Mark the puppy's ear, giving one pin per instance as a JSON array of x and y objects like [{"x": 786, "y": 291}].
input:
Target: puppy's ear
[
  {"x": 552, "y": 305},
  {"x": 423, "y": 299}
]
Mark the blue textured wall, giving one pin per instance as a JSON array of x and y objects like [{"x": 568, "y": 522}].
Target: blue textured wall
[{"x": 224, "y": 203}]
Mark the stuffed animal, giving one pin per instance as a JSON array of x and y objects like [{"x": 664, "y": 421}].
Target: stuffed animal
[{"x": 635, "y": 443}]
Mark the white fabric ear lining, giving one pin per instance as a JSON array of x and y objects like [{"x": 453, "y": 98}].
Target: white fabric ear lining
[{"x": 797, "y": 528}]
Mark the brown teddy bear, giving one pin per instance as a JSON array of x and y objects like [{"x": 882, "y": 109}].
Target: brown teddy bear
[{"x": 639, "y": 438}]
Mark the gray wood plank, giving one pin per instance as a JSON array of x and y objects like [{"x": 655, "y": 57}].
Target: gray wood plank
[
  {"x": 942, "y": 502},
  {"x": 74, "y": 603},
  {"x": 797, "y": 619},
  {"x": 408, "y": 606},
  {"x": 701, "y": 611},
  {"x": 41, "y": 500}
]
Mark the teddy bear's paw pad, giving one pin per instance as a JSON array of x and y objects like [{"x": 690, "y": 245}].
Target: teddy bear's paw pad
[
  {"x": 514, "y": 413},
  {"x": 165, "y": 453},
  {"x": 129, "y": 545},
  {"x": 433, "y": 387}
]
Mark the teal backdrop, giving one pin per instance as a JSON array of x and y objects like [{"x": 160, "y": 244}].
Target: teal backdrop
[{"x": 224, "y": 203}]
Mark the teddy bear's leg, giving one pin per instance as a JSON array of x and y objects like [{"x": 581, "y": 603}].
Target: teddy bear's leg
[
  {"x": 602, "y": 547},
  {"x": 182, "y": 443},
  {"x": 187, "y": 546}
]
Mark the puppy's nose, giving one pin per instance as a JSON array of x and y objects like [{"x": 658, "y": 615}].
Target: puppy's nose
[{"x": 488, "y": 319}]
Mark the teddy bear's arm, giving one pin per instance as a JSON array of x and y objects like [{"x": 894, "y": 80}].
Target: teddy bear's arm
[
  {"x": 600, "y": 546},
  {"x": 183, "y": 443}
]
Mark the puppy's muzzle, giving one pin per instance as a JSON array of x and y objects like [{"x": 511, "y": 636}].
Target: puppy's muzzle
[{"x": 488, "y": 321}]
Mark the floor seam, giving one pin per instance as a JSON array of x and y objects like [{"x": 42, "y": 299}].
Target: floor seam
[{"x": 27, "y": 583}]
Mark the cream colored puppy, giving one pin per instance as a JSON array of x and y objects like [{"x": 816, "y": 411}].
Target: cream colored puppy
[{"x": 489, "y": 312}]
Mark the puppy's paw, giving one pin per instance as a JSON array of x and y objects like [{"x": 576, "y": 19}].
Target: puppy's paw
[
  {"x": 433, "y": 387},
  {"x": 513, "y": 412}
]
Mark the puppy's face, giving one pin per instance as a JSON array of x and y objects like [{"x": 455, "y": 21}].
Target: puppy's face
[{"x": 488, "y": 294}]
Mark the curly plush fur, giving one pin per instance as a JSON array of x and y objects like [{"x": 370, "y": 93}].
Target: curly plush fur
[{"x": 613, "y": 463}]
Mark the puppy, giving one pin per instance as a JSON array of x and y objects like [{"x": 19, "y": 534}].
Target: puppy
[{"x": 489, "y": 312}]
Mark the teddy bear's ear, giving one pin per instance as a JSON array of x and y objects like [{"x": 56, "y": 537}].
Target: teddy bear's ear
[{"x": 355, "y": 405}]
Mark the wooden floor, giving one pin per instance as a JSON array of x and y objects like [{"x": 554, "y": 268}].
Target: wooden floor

> [Try it]:
Nothing but the lines from the one containing "Target: cream colored puppy" through the last line of the data above should be set down, word for word.

> [Answer to the problem]:
Target: cream colored puppy
[{"x": 489, "y": 312}]
Mark the puppy's paw, giving one pin per instance as a JSON array of x and y objects like [{"x": 576, "y": 19}].
Target: puppy's paw
[
  {"x": 433, "y": 387},
  {"x": 513, "y": 412}
]
Mark the puppy's face, giving one pin per instance as a JSON array of x and y objects like [{"x": 455, "y": 21}].
Target: puppy's face
[{"x": 488, "y": 294}]
Mark the curly plush fur, giving one pin per instance as a JSON array of x and y objects like [{"x": 370, "y": 93}].
Target: curly plush fur
[{"x": 613, "y": 463}]
Mark the puppy, giving one pin per instance as a JSON array of x and y objects like [{"x": 19, "y": 534}].
Target: puppy
[{"x": 489, "y": 312}]
Mark the teddy bear's ear, giving one pin per instance as a JSON array of x and y objects like [{"x": 56, "y": 537}].
Target: teddy bear's ear
[{"x": 355, "y": 405}]
Mark the wooden floor, giving one pin per instance as a JSON array of x and y objects like [{"x": 554, "y": 268}].
Target: wooden floor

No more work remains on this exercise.